REQUIREMENTS ▸ Write out, word for word, only the lines from the one containing "player's thigh by giving the bounding box." through the final line of the data.
========================================
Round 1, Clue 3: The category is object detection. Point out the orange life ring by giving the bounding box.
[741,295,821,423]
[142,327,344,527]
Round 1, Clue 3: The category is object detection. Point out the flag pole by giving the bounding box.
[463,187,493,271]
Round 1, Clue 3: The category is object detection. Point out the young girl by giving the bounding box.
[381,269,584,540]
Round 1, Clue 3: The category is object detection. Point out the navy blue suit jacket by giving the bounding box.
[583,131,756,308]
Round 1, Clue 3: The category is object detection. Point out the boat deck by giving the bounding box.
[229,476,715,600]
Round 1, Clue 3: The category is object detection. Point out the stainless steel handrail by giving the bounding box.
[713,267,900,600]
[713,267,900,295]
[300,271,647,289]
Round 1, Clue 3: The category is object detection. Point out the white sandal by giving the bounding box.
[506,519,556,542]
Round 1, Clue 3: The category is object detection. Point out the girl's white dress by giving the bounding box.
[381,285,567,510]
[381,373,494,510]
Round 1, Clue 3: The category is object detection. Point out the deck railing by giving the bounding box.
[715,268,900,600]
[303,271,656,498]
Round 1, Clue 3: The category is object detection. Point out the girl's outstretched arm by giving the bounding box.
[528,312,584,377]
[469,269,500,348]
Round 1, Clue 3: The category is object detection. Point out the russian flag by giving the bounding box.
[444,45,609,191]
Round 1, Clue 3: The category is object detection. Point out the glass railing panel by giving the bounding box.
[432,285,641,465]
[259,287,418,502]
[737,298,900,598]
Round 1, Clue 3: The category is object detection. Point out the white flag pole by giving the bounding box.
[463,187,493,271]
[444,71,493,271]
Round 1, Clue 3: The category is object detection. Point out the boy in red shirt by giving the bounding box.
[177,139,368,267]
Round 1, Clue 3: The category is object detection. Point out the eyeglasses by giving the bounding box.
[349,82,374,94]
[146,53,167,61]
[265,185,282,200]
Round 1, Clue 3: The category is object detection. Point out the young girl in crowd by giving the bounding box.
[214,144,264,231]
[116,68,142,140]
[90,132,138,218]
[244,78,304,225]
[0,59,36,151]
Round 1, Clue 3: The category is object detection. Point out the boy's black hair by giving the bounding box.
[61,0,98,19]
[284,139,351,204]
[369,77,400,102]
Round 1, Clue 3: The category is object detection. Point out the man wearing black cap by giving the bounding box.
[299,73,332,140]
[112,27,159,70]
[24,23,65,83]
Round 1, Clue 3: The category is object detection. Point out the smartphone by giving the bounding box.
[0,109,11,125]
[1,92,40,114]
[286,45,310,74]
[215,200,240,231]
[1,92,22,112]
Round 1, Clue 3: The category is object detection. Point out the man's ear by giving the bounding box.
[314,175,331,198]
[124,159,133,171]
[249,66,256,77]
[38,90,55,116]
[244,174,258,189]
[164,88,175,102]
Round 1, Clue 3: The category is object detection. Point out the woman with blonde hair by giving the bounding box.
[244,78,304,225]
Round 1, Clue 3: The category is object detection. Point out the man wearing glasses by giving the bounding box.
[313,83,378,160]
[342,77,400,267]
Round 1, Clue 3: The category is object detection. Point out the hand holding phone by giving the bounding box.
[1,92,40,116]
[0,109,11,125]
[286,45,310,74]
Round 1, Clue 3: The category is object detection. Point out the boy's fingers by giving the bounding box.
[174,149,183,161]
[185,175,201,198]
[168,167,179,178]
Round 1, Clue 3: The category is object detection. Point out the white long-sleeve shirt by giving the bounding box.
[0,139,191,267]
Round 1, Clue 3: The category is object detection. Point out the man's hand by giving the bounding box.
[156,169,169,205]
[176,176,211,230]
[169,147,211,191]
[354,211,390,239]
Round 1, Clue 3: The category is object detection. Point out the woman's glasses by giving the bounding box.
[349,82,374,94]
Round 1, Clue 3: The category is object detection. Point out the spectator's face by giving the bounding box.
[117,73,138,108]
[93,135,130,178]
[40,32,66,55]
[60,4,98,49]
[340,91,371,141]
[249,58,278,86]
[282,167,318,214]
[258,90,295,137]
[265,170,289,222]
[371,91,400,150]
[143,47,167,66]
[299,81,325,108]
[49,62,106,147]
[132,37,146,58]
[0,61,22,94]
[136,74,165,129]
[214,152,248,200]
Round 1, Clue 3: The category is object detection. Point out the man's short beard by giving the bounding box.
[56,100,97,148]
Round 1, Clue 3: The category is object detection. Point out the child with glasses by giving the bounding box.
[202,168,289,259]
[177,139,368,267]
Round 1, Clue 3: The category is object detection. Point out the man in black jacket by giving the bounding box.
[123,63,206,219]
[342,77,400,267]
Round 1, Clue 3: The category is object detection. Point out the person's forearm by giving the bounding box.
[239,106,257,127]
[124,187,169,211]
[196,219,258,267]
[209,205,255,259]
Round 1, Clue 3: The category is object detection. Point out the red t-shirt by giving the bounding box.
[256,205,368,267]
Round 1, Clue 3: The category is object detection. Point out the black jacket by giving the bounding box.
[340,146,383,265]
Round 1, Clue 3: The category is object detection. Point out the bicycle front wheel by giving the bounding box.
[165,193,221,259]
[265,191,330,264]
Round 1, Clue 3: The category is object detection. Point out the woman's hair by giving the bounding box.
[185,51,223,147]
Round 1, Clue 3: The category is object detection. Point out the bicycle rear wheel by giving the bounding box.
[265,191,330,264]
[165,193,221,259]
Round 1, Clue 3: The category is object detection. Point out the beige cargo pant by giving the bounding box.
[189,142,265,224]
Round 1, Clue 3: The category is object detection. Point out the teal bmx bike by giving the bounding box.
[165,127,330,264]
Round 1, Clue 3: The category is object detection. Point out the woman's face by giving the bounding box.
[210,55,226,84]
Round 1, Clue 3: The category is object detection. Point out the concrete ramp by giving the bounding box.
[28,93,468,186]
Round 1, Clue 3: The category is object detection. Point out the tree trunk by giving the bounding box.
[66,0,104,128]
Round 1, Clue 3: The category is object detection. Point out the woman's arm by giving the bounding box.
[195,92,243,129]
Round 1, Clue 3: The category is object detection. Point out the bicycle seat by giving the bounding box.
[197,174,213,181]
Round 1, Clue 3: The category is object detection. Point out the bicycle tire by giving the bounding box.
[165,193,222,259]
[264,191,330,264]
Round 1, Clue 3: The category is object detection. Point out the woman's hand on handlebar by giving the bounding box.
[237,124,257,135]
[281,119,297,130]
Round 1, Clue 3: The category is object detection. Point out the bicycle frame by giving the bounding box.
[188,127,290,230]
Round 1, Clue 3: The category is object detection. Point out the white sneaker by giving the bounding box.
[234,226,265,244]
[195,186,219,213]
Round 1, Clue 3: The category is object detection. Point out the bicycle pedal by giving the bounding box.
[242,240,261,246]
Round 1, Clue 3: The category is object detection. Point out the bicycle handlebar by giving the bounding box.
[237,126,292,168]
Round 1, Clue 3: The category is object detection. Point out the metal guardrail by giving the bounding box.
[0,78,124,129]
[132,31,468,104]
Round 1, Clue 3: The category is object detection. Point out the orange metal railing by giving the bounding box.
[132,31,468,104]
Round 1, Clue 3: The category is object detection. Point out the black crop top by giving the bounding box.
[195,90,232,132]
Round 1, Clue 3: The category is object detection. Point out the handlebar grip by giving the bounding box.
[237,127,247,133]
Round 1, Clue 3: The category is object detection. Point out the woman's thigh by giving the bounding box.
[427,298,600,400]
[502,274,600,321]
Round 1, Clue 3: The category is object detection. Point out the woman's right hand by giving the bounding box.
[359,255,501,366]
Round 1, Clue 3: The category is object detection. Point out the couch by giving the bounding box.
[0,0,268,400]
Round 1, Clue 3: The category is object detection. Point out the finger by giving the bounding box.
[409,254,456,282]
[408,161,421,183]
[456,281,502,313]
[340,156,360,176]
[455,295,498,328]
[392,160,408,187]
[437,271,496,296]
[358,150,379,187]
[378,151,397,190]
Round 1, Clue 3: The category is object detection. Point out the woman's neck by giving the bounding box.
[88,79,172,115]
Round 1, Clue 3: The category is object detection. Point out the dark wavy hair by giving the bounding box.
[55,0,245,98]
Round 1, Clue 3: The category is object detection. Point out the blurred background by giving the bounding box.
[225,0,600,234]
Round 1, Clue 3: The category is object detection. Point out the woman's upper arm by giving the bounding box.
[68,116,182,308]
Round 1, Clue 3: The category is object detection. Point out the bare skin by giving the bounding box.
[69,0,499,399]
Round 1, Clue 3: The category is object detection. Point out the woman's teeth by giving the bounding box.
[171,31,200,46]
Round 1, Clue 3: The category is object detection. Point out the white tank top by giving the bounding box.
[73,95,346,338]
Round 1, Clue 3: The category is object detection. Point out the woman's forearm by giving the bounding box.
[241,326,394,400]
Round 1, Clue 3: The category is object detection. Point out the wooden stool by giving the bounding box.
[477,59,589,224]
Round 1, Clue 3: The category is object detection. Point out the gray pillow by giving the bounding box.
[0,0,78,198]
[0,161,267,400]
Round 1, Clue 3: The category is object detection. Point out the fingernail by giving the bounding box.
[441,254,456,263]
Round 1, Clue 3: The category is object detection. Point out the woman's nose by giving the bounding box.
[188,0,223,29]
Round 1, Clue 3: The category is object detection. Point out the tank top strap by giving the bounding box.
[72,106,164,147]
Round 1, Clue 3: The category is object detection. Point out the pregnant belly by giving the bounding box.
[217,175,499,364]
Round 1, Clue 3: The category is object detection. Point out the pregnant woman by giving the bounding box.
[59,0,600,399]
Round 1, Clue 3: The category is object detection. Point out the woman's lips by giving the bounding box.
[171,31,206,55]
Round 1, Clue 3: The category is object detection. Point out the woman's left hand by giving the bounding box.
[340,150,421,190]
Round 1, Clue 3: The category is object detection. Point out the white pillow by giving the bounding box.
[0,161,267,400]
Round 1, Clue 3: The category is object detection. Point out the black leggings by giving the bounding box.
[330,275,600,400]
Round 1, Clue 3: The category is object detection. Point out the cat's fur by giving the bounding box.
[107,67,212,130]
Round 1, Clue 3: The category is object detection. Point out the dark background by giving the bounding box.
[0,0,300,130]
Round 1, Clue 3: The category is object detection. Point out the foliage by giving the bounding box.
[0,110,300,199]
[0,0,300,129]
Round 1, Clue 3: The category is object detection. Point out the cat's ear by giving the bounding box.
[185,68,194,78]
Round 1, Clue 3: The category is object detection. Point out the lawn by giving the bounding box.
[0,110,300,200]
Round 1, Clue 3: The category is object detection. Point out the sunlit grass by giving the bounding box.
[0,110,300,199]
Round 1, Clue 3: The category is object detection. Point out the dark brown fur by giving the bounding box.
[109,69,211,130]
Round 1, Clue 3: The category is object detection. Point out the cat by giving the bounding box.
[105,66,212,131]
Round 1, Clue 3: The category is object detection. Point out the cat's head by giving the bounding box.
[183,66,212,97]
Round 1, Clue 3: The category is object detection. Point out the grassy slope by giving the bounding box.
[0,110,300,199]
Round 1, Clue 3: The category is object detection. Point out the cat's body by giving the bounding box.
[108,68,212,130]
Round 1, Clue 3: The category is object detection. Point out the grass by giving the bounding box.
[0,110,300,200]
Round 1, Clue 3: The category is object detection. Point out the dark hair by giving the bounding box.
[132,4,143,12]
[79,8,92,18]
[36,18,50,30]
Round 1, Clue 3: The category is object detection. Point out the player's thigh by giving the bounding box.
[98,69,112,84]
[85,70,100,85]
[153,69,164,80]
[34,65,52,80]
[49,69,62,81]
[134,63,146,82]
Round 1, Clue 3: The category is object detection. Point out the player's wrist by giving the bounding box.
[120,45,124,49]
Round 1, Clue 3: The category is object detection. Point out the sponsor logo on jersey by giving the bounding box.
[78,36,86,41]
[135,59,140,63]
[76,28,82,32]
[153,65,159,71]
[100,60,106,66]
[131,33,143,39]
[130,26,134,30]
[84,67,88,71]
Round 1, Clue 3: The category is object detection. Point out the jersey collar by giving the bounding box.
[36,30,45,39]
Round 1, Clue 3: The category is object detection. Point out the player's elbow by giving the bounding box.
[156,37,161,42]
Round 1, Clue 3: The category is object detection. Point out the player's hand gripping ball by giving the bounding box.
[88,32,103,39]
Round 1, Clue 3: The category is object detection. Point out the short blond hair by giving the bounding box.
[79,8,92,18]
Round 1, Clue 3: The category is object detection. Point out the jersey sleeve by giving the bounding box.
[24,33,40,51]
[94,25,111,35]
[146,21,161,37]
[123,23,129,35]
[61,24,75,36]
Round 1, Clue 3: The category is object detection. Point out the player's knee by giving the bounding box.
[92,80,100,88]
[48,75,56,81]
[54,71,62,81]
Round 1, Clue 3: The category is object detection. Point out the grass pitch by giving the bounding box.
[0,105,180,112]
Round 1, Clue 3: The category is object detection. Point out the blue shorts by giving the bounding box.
========================================
PROBLEM SOLUTION ▸
Round 1, Clue 3: The category is object detection. Point out the player's thigh by giving the bounding box.
[98,69,112,84]
[85,70,100,85]
[153,69,164,80]
[34,65,52,80]
[49,69,62,81]
[134,63,146,82]
Round 1, Clue 3: The category is object detection. Point out the player's wrist by giving the bounding box.
[120,45,124,49]
Round 1, Clue 3: The category is object detection. Point out the sponsor logo on jersey by giving the bounding box.
[78,36,86,41]
[135,59,140,63]
[76,28,82,32]
[153,65,159,71]
[100,60,106,66]
[131,33,143,39]
[130,26,134,30]
[84,67,88,71]
Round 1, Clue 3: The category is object detection. Point out the jersey collar by giving the bounding box.
[36,30,45,39]
Round 1, Clue 3: The category is object detection. Point out the player's elbow by giving the bounding box.
[156,37,161,42]
Round 1, Clue 3: The category is object detection. Point out the player's hand gripping ball by giving the bounding box.
[88,32,103,39]
Round 1, Clue 3: The category is object detection. Point out the short blond hair by giving the bounding box.
[79,8,92,18]
Round 1, Clue 3: The category is object detection. Point out the jersey sleeve by giving the bounding box.
[24,33,40,51]
[94,25,111,35]
[146,21,161,37]
[123,23,129,35]
[61,24,75,36]
Round 1, Clue 3: The category is object detection. Point out the player's knee by giving the bounding box.
[92,80,100,88]
[48,75,56,81]
[54,71,62,81]
Round 1, Clue 3: The category is object detection. Point out the grass pitch by giving the bounding box.
[0,105,180,112]
Round 1, Clue 3: The category is object detection. Point out the blue shorts by giving the bounding box.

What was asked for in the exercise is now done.